- _The task_:
Type out the records that follow, exactly as given.

- _Material provided_:
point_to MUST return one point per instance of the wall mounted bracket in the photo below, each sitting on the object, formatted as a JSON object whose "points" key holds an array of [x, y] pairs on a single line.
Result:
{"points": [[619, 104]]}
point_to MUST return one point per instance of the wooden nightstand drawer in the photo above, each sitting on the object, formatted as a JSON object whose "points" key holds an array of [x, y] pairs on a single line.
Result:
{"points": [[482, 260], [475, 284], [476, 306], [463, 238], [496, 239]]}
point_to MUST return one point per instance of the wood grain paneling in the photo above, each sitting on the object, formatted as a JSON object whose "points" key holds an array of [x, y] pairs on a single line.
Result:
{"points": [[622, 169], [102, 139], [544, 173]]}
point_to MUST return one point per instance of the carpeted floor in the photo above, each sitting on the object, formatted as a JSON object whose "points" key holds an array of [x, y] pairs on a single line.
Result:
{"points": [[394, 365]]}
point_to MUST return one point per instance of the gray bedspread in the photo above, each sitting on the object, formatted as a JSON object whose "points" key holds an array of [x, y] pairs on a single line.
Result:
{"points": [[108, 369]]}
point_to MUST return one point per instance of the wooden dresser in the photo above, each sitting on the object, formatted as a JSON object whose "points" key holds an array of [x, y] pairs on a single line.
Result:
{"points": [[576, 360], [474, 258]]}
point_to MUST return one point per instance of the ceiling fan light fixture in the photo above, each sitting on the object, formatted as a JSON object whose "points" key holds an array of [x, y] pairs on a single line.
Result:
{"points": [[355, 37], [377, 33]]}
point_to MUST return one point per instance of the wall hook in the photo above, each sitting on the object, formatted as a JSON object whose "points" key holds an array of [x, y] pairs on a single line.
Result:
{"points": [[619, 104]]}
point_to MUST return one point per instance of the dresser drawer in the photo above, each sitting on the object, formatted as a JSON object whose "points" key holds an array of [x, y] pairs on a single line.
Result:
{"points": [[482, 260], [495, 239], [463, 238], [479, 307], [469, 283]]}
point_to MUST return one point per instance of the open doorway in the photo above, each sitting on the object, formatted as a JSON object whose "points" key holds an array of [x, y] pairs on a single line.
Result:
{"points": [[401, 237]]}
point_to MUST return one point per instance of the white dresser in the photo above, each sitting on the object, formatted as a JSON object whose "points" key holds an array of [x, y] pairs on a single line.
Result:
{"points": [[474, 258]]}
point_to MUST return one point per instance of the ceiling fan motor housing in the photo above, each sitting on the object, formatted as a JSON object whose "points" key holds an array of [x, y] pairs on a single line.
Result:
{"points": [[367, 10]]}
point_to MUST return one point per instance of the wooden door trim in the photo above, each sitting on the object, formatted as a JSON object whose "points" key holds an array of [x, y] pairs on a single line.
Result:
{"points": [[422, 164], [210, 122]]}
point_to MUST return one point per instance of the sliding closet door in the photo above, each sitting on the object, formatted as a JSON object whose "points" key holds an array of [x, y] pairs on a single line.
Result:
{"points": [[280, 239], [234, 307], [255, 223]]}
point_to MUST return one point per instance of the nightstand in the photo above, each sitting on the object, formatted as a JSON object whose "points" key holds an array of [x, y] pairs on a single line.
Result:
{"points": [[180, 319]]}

- _Exercise response_:
point_to MUST return one point per instance of the wall mounted bracket in the photo below, each sitting on the object, formatted as a JSON object whose "points" key holds an array of [x, y] pairs on a single line.
Result:
{"points": [[619, 104]]}
point_to MUST return one point per instance of the wooden nightstand drawer in the photo above, each sitting on the object, formatted as a JSON object whose "points" key holds an array of [x, y] pairs on a single line.
Result:
{"points": [[482, 260], [475, 284], [476, 306], [463, 238], [496, 239]]}
point_to MUST return one point per instance of the wood grain paneling in the photo above, each sitting on the object, formatted as a JSON object whose "points" key holds an array of [x, y] pairs on a single line.
Result:
{"points": [[622, 169], [102, 139], [544, 173]]}
point_to MUST return one point per instance of the carpeted floor in the photo above, each sitting on the object, formatted as a JSON object whose "points" key holds an array of [x, y] pairs on a single line.
Result:
{"points": [[394, 365]]}
point_to MUST return one point per instance of the gray bedspread in the photo above, each sitting on the object, formatted as a JSON object whose "points" key holds an array of [x, y] pairs on a single line.
Result:
{"points": [[108, 369]]}
point_to MUST return one point per instance of the wooden dresser in the photo above, each sitting on the object, formatted as a JSON object whose "points" key holds an array of [x, y] pairs on a single line.
Result:
{"points": [[576, 360], [474, 258]]}
point_to MUST return one point per instance of the ceiling fan light fixture in the photo above, each sitting on the object, formatted as a JSON object whose "points" key holds an array of [x, y] pairs on a single line.
Result:
{"points": [[355, 37], [377, 33]]}
point_to MUST return one point per instance of the wall hook in the photo above, each sitting on the object, formatted as a JSON object whose "points" key holds an array of [x, y] pairs on a single line.
Result:
{"points": [[619, 104]]}
point_to MUST return one point per instance of the dresser drawer in the photo above, each sitting on the object, formatted as a JSON object whose "points" key holds an array of [x, y] pairs on a single line.
Result:
{"points": [[482, 260], [495, 239], [463, 238], [479, 307], [469, 283]]}
point_to MUST return one point per instance of the open doorway in the photo above, each sitting on the object, formatted as a JSON object whose "points" key holds an array of [x, y] pairs on a single line.
Result:
{"points": [[401, 237]]}
point_to MUST return one point per instance of the white dresser in the photo above, each sitting on the object, formatted as a JSON object whose "points" key holds an array of [x, y] pairs on a single line.
Result:
{"points": [[474, 258]]}
point_to MUST return one point per instance of the ceiling fan motor housing in the photo above, each sitting on the object, formatted as a JSON object whose "points" key holds an array of [x, y] pairs on a single line.
Result:
{"points": [[367, 10]]}
point_to MUST return one point per instance of the wooden door trim in the photo above, each sitting on the object, formatted as a JSON object whose "points" key holds an array of [x, y] pairs on a single line.
Result:
{"points": [[422, 164], [210, 122]]}
point_to MUST return one point per instance of the sliding closet door in the photo above, each sitting on the object, formatted as a JSON object whose "points" key holds an array of [x, y] pairs on a single line.
Result:
{"points": [[280, 239], [234, 307], [255, 223]]}
point_to MUST return one point per instance of the nightstand in the photo above, each sitting on the object, formatted as a JSON object whose "points" key holds an array of [x, y] pairs on a single line.
Result:
{"points": [[180, 319]]}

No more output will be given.